---- The data
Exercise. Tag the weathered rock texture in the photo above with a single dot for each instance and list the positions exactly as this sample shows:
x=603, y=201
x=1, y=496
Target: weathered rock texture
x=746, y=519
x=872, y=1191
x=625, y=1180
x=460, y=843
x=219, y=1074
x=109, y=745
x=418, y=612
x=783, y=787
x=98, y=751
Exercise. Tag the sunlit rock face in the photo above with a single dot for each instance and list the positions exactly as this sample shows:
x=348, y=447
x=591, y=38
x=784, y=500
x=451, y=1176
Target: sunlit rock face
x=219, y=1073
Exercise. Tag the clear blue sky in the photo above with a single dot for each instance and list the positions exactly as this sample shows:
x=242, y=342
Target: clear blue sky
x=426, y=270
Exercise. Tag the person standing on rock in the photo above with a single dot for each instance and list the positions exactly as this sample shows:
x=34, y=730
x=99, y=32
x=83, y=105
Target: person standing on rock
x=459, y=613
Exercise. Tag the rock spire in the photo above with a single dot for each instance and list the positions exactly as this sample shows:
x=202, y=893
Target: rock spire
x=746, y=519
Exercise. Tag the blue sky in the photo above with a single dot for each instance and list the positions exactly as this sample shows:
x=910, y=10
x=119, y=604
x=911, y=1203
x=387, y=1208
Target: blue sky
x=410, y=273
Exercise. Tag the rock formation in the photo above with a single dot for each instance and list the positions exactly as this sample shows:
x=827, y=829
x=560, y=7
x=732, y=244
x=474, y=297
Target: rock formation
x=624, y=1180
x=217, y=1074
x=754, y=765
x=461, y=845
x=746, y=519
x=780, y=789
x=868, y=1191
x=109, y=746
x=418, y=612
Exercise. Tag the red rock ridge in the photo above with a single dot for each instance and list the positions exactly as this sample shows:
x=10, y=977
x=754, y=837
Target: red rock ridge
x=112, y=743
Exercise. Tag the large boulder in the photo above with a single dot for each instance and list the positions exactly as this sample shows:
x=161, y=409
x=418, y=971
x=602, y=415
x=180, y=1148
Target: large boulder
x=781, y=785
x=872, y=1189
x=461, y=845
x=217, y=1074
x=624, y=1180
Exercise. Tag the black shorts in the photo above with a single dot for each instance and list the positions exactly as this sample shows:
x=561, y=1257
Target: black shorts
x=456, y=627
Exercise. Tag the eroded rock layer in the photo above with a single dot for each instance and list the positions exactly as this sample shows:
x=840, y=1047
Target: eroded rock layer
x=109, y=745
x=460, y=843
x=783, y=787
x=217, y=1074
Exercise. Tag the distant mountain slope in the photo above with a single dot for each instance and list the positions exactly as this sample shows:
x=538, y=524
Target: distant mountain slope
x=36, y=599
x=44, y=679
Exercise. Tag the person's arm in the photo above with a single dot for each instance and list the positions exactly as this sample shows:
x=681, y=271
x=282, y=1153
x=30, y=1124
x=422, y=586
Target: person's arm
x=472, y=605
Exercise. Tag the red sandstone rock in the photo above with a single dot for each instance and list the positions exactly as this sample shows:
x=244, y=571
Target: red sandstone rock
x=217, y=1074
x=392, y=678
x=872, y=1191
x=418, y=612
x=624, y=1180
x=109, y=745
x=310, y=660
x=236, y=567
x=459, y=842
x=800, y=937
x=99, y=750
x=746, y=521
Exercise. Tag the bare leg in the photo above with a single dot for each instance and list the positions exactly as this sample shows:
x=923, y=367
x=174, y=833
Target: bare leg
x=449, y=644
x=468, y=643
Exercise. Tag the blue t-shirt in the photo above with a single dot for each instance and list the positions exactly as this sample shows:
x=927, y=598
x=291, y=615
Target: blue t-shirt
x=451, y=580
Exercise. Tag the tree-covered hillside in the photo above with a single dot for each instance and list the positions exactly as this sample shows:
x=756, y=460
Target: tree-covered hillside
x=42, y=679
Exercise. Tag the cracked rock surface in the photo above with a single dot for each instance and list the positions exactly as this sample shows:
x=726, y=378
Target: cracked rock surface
--------
Stated exercise: Put the lines of the records into a numbered list, from the line with "Exercise. Tag the eroded" up to and including the line with "x=472, y=605", and skip any blank lines.

Completed task:
1. Exercise. Tag the eroded rock layer in the photo above with a single dot for each instance and list the positions exactly as this sample shows:
2. x=840, y=1047
3. Target: eroded rock layer
4. x=109, y=745
5. x=460, y=843
6. x=783, y=787
7. x=217, y=1074
8. Exercise. Tag the distant mountain slope in the photo above with a single dot for each instance and list the positions exactly as this sample shows:
9. x=538, y=524
10. Target: distant mountain slope
11. x=36, y=599
12. x=44, y=679
13. Exercise. Tag the person's arm in the photo above with a single dot for each instance and list the positions exactly as this sample shows:
14. x=681, y=271
15. x=282, y=1153
16. x=30, y=1124
17. x=422, y=586
18. Target: person's arm
19. x=472, y=605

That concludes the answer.